** Your objective **
Extend the forum thread on proving that a parallelogram's diagonal splits it into two congruent triangles, picking up right after its last line.

Question

prove that a diagonal of a parallelogram divides it into two congruent triangles​

Answer 1


Given: A parallelogram ABCD and AC is its diagonal .
To prove : △ABC ≅ △CDA
Proof : In △ABC and △CDA, we have 
∠DAC =  ∠BCA [alt. int. angles, since AD | | BC] 
AC = AC [common side] 
and ∠BAC =  ∠DAC [alt. int. angles, since AB | | DC]  
∴ By ASA congruence axiom, we have 
△ABC ≅ △CDA

Answer 2

Step-by-step explanation:

To Prove :-

Diagonal of a parallelogram divide it into two congruent triangles .

• Solution :-

Given :-

ABCD is a parallelogram . AC is the diagonal .

** Records provided **
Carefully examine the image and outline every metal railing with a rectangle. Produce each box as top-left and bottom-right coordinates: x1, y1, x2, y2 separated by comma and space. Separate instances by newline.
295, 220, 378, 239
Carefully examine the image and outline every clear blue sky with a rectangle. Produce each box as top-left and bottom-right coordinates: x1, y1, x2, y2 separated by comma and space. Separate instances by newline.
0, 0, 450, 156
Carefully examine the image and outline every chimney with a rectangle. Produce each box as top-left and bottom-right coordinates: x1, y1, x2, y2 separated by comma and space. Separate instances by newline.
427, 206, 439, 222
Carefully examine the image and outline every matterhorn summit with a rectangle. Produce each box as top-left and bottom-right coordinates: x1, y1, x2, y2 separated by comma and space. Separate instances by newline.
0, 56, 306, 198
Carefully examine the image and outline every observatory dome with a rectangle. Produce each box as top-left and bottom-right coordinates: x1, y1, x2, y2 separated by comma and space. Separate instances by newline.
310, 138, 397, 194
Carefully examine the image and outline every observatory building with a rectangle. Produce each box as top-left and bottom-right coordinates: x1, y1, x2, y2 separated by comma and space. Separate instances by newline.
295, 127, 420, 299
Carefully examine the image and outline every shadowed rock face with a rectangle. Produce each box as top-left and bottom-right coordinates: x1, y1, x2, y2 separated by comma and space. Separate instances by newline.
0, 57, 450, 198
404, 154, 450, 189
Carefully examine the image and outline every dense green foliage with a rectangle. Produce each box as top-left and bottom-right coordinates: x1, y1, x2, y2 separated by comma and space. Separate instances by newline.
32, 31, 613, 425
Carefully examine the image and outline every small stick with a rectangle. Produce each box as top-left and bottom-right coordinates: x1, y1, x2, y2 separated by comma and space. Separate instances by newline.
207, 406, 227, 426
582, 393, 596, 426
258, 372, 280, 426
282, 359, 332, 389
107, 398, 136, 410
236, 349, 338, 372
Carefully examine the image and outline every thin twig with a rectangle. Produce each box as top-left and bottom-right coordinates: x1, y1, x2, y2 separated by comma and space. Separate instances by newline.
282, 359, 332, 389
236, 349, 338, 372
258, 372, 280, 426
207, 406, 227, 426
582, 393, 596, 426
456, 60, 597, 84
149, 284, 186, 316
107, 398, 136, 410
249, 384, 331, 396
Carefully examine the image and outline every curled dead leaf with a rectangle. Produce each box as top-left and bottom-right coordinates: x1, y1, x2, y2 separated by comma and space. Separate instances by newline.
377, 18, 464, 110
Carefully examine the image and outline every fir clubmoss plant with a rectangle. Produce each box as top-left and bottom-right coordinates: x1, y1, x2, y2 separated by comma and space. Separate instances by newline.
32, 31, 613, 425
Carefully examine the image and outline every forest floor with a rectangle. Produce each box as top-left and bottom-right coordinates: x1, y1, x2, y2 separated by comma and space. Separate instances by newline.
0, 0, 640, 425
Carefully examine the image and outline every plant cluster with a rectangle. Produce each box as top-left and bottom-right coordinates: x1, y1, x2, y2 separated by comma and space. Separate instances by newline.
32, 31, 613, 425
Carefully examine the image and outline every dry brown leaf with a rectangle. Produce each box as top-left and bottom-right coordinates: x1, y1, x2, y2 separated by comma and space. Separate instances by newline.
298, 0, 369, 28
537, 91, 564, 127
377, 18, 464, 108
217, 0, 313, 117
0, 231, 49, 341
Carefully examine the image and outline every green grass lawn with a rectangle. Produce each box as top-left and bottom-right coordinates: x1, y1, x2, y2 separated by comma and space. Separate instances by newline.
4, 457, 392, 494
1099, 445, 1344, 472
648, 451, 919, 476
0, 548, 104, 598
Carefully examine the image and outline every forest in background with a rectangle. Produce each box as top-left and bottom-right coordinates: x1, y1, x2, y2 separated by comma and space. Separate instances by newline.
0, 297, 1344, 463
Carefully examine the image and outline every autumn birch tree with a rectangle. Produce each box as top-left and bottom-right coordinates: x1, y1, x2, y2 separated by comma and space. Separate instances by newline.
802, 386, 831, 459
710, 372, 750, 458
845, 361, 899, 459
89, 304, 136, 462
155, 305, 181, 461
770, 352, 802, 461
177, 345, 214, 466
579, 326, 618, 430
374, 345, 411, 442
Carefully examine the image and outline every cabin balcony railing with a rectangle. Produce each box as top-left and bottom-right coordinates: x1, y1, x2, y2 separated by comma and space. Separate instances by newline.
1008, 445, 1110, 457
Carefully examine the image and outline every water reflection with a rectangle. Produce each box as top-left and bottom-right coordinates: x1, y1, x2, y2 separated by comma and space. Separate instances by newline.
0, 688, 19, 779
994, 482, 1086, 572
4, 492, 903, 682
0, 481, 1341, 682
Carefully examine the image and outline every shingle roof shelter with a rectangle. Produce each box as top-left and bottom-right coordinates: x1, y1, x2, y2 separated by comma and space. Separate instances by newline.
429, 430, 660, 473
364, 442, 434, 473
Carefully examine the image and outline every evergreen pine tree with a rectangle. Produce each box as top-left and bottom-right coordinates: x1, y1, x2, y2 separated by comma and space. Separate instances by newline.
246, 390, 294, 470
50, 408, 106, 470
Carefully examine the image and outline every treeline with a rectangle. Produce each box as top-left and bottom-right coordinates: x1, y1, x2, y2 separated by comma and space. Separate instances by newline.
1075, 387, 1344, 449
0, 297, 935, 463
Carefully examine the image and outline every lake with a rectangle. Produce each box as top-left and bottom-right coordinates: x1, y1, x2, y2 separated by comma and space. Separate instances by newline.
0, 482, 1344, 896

** Task result **
To prove :-

∆ ADC congruent to ∆ ABC

Proof :-

Opposite sides of a parallelogram are parallel to each other . So,

DC || AB

AD is transverse line . So,

Angle DAC = Angle ACB .

Angle DCA = Angle CAB

In triangle ADC and triangle ABC

AD = AD. ( common )

Angle DAC = Angle ACB ( Proved above)

Angle DCA = Angle CAB ( Proved above)

By ASA criteria .

∆ ADC is congruent ∆ ABC .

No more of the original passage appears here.